## Quoted passage

%%

Published Letters: 1004
Editor's Choice: 18

Wednesday, March 11, 2009 06:25 AM

How about a Citizens' Stimulus Bank?

Both the Democrats and Republicans are offering silly, ineffectual ideas, so why not me?

I suspect there's going to be another stimulus, anyway, so here's how I want it spent:

1. Create a major national bank. I'm thinking more Jimmmy Stewart than Mr. Potter. No derivatives please.

2. Give every citizen a $40K checking account in that bank.

3. Give every resident of the country a cap and trade spending account, equally distributed. It's cap and trade or gold buggery, let the government provide a truly counter-inflationary and fungible commodity.

4. Require cap and trade shares for buying gas, and expand to other commodities later. (Buying gas would require shares and dollars.)

5. Let everyone trade the shares for dollars as needed to buy crap.

%%

## Exercise A
In the stimulus bank letter, how much money would go into each citizen's checking account?
## Exercise B
Write out part of the stimulus bank letter word for word, beginning at the words "2. Give every" and stopping after "shares and dollars.)".
The data that comes next is separate material, unrelated to the letter.

## Data shown
%%

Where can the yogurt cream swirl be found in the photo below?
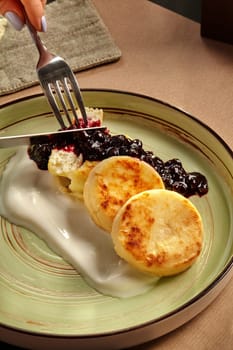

%%

## Final result A
$40K

## Final result B
2. Give every citizen a $40K checking account in that bank.

3. Give every resident of the country a cap and trade spending account, equally distributed. It's cap and trade or gold buggery, let the government provide a truly counter-inflationary and fungible commodity.

4. Require cap and trade shares for buying gas, and expand to other commodities later. (Buying gas would require shares and dollars.)